> [Work to complete]: Every word of the listing should be reproduced without alteration.

> [Task inputs]:
=== Begin Enclosure ===
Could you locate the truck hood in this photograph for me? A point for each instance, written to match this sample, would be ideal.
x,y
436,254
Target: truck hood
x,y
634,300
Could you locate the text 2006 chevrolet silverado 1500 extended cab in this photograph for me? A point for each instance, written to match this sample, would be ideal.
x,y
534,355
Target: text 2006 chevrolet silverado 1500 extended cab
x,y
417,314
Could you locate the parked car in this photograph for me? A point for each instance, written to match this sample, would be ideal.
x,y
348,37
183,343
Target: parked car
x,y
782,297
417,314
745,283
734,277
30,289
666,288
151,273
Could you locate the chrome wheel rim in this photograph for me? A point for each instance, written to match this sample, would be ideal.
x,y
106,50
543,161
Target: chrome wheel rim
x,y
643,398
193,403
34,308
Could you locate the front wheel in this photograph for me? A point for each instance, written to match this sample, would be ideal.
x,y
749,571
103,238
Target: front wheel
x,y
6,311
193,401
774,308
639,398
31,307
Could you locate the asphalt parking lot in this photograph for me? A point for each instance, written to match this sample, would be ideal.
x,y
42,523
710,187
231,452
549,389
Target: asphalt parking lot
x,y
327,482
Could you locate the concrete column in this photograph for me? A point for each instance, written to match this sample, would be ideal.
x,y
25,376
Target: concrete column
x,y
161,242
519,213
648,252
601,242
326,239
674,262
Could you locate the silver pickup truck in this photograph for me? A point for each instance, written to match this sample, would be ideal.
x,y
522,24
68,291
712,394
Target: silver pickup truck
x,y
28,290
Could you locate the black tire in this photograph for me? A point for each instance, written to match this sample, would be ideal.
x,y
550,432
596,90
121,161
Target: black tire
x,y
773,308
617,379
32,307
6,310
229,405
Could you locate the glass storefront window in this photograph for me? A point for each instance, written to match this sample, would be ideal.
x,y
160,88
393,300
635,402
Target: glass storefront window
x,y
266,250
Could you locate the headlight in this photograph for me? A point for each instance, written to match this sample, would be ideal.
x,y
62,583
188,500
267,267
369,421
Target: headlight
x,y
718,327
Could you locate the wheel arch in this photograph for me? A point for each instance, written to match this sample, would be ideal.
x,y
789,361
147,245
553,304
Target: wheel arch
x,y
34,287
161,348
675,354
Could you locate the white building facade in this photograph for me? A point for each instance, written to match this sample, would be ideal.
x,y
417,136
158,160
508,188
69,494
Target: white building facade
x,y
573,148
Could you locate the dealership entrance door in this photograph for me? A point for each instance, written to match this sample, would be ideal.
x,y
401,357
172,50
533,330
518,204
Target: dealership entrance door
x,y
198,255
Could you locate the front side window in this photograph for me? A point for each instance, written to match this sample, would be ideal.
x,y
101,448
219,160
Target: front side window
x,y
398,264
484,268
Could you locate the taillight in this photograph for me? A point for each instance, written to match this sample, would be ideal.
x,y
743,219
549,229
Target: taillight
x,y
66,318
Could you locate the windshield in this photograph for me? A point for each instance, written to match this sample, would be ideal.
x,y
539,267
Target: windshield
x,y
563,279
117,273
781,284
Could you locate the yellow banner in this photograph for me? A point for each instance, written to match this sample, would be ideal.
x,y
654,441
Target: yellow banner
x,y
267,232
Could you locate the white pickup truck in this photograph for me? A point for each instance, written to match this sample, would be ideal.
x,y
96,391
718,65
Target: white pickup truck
=== End Enclosure ===
> [Response to this task]:
Could you locate the truck hood in this photograph for me? A point for each instance, written to match this sample, would be ideal.
x,y
436,254
Target: truck hood
x,y
634,300
Could you locate the text 2006 chevrolet silverado 1500 extended cab in this photograph for me? A point for each instance, written to match this sample, would be ideal.
x,y
534,355
Target: text 2006 chevrolet silverado 1500 extended cab
x,y
417,314
Could you locate the parked car in this photograph for me? A point for each instance, written to match this sample, would be ideal.
x,y
348,37
183,343
Target: parked car
x,y
782,297
417,314
745,283
734,277
30,289
666,288
151,273
Could you locate the chrome wheel rim in this photograph for me? A point for each instance, written to match this sample, would be ideal.
x,y
106,50
543,161
Target: chrome wheel rim
x,y
643,398
193,403
34,308
Could you locate the front wheel in this photograph for me? A point for each instance, written to match this sample, would be ideal.
x,y
749,571
103,238
Target: front wheel
x,y
6,311
193,401
774,308
639,398
31,307
Could you locate the asphalt parking lot in this photograph for me? A point for each instance, written to match this sample, would be ideal.
x,y
42,523
710,187
231,452
549,389
Target: asphalt parking lot
x,y
327,482
Could you locate the concrete column in this photograph for me? A point for each instance, written to match this sample, would be ideal.
x,y
25,376
Target: concrete column
x,y
161,242
519,213
648,252
601,242
326,239
674,262
Could you locate the silver pickup truck in this photograph for me? A point for each instance, written to match this sample, would be ideal.
x,y
522,24
68,291
712,394
Target: silver pickup truck
x,y
28,290
Could you locate the black tire in this photograph for me? A point for each instance, written to match this sample, would be ideal.
x,y
550,432
596,90
121,161
Target: black tire
x,y
773,308
617,379
32,307
6,310
229,405
Could you locate the glass storefront window in this photograph for me? A point for each instance, written to match this sample, would be ideal.
x,y
160,88
393,300
635,402
Target: glass storefront window
x,y
266,250
Could you locate the headlight in this photograph for me? A point for each instance, written to match this sample, would be ideal.
x,y
62,583
188,500
267,267
369,421
Target: headlight
x,y
718,327
Could you locate the wheel arch in this photograph for me? A point for each instance, written to match this sample, would be ideal.
x,y
789,361
147,245
553,304
Target: wheel arch
x,y
34,287
161,348
675,354
Could you locate the white building facade in this photograph for me? A point for each instance, written to match this sample, would be ideal.
x,y
417,136
158,160
508,188
69,494
Target: white building facade
x,y
573,148
Could you locate the dealership entrance door in this photograph for me? A point for each instance, written to match this sample, would be ideal.
x,y
401,357
172,50
533,330
518,204
Target: dealership entrance door
x,y
198,255
Could you locate the front side window in this photograph for me? A point for each instance, written to match this sample, would be ideal.
x,y
101,448
219,160
Target: front side window
x,y
398,264
484,268
Could you locate the taillight in this photograph for me? A point for each instance, written to match this sample, would be ideal.
x,y
743,219
549,229
Target: taillight
x,y
66,318
Could you locate the windshield in this photograph for me? A point for each instance, written to match this sample, would be ideal.
x,y
539,267
Target: windshield
x,y
563,279
117,273
781,284
Could you locate the yellow banner in this photograph for me? A point for each instance, written to match this sample, would be ideal.
x,y
654,441
Target: yellow banner
x,y
267,232
Could you locate the white pickup truck in this photograph for me? A point for each instance, written to match this sample, would be ideal.
x,y
96,391
718,65
Target: white pickup truck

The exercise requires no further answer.